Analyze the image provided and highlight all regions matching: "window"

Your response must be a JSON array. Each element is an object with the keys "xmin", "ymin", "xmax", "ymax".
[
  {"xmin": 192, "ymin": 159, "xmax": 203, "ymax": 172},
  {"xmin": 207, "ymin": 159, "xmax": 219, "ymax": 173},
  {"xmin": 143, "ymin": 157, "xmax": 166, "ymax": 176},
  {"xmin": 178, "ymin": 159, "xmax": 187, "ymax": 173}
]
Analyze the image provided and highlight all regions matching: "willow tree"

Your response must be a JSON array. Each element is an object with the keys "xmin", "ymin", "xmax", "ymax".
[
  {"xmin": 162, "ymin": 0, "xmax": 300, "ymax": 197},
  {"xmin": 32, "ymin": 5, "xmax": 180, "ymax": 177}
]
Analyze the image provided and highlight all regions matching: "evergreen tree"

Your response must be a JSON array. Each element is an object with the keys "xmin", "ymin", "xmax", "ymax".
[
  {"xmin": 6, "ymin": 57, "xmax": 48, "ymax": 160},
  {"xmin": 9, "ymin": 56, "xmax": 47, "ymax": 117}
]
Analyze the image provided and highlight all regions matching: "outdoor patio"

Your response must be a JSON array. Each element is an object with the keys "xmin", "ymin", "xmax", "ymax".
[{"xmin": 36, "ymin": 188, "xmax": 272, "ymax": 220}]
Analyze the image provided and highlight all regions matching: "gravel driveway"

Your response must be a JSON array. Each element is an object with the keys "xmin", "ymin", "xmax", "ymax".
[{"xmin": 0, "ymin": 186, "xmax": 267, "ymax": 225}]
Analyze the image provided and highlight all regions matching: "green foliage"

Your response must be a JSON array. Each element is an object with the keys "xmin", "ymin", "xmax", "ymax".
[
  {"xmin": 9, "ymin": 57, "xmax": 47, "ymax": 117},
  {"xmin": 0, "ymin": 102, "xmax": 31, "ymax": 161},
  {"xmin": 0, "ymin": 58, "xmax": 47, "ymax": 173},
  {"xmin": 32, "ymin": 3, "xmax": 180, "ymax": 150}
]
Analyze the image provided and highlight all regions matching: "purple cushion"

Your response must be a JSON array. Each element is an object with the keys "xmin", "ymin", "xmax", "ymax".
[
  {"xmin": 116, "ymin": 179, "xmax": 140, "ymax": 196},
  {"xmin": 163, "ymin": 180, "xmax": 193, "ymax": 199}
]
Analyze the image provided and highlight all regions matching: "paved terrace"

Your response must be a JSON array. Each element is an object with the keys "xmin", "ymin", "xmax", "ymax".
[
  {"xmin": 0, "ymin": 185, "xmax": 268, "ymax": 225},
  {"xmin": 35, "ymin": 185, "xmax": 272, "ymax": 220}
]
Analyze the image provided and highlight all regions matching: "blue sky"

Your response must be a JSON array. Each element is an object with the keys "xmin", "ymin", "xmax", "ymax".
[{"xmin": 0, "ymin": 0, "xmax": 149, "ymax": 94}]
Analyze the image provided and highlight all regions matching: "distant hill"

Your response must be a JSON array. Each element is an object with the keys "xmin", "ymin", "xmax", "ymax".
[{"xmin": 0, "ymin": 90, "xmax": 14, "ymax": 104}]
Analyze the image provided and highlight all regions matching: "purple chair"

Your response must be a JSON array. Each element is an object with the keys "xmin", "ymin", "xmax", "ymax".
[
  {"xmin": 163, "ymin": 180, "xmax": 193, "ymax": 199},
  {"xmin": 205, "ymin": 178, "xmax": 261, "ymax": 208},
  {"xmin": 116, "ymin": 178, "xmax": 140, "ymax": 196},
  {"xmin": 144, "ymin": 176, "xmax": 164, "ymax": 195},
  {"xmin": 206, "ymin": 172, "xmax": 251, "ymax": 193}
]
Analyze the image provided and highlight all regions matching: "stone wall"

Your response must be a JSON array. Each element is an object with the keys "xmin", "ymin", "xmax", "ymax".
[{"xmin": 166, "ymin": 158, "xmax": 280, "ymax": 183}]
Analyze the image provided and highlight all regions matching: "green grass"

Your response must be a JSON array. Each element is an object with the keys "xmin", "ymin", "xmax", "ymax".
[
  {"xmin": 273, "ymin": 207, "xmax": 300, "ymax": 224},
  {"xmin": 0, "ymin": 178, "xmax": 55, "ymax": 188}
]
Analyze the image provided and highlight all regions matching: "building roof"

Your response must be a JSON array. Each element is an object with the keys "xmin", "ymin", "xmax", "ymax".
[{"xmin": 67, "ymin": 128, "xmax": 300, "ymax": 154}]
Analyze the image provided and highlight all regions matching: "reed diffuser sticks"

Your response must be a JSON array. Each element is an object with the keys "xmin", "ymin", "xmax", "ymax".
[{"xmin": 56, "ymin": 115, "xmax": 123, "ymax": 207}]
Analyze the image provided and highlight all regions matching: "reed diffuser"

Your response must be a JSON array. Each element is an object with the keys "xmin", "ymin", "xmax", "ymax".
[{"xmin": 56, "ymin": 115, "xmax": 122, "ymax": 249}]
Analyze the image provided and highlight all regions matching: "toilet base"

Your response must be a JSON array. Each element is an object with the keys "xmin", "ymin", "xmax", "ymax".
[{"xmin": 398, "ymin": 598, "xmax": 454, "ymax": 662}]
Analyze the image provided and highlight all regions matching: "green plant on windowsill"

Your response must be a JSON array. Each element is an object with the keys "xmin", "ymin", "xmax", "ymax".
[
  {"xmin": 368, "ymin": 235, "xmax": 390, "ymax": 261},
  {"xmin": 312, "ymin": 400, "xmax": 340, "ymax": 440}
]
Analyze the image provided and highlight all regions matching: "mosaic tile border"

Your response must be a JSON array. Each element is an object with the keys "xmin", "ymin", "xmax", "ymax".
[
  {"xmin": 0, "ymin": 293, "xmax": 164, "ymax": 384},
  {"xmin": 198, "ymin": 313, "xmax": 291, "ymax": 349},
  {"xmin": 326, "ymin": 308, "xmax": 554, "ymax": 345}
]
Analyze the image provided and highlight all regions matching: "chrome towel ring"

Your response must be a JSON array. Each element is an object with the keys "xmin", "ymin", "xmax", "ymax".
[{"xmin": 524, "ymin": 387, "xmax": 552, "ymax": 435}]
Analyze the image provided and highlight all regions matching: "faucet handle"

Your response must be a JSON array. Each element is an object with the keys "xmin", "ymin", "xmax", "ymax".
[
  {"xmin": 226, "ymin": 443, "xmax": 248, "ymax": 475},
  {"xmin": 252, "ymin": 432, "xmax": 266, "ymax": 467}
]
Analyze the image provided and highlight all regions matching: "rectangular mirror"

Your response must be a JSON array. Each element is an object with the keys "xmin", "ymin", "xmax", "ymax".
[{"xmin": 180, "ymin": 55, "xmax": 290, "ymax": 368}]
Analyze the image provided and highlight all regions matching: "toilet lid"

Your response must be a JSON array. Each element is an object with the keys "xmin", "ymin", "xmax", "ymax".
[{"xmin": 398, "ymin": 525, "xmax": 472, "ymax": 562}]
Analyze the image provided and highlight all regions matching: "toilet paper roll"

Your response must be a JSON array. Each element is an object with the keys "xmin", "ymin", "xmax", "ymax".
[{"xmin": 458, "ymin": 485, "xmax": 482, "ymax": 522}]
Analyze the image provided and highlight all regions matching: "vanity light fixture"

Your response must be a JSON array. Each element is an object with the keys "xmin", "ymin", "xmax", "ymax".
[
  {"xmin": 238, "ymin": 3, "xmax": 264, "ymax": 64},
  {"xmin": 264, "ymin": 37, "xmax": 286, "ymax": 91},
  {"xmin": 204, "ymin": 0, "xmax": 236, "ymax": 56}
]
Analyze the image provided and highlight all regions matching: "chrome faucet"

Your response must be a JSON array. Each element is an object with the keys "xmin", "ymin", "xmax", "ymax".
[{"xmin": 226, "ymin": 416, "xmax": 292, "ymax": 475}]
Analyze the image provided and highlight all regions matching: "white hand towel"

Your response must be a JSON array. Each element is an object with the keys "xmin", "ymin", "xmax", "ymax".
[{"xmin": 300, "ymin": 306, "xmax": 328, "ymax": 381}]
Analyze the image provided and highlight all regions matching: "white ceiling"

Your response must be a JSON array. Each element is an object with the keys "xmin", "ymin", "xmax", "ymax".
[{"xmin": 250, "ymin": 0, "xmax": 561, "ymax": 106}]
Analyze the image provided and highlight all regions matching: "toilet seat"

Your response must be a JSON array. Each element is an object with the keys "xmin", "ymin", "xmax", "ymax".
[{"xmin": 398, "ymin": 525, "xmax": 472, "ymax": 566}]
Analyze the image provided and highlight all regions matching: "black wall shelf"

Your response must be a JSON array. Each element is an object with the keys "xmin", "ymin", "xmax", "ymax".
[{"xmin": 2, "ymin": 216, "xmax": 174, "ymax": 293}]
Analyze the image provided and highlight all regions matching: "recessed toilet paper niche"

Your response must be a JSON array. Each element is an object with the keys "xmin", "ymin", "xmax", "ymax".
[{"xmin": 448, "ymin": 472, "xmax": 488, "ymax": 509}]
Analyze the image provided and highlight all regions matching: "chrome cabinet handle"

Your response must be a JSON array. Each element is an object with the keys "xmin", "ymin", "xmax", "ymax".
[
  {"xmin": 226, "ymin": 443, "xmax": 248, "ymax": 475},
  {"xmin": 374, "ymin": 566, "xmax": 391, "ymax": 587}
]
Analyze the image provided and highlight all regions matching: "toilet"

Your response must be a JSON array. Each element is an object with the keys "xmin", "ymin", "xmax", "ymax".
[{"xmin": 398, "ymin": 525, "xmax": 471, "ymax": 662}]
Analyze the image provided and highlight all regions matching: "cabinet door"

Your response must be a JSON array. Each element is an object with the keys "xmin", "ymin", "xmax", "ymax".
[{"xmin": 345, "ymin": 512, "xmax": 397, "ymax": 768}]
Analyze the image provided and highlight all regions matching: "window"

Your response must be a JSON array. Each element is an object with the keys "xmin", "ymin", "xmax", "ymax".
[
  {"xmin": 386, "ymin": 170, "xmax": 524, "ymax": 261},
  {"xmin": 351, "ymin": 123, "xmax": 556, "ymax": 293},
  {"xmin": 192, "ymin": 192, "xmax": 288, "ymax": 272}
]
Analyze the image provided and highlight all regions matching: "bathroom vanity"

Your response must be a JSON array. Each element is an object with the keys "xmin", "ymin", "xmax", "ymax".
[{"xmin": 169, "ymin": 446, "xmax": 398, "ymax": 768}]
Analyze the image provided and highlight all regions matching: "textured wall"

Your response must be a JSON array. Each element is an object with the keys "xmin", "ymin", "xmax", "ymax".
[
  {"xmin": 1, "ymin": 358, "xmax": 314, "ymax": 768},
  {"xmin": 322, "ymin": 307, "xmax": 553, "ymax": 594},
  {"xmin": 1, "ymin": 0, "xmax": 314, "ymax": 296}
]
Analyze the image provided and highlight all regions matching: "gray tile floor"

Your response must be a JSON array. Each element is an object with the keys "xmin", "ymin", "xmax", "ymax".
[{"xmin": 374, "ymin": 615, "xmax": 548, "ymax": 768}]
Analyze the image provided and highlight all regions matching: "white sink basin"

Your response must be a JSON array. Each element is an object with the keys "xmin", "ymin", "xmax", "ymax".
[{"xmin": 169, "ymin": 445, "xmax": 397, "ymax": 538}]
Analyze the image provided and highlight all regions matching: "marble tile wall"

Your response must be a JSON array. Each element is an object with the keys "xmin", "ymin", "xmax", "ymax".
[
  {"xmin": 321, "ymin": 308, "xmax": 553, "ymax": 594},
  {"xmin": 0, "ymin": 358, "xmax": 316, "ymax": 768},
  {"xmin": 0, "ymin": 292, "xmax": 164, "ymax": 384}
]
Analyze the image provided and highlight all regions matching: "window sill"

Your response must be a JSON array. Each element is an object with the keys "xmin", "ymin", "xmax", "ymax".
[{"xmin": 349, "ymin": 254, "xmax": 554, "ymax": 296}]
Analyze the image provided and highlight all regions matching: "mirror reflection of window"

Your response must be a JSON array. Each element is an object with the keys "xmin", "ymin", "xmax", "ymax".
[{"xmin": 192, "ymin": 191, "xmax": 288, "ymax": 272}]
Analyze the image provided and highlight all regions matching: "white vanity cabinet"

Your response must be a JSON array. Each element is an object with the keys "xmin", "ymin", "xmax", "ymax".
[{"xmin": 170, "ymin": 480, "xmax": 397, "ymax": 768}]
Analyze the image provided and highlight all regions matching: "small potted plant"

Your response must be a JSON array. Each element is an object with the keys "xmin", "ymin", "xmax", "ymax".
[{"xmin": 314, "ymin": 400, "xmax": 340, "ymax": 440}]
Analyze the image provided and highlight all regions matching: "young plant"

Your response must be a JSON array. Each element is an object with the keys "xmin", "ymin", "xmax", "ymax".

────────────────────────────────────────

PROBLEM DETAILS
Report every line of the material above that contains the word "towel", matching case exactly.

RESULT OF THE TASK
Analyze the image provided and highlight all regions matching: "chrome towel ring"
Analyze the image provided and highlight all regions matching: "white hand towel"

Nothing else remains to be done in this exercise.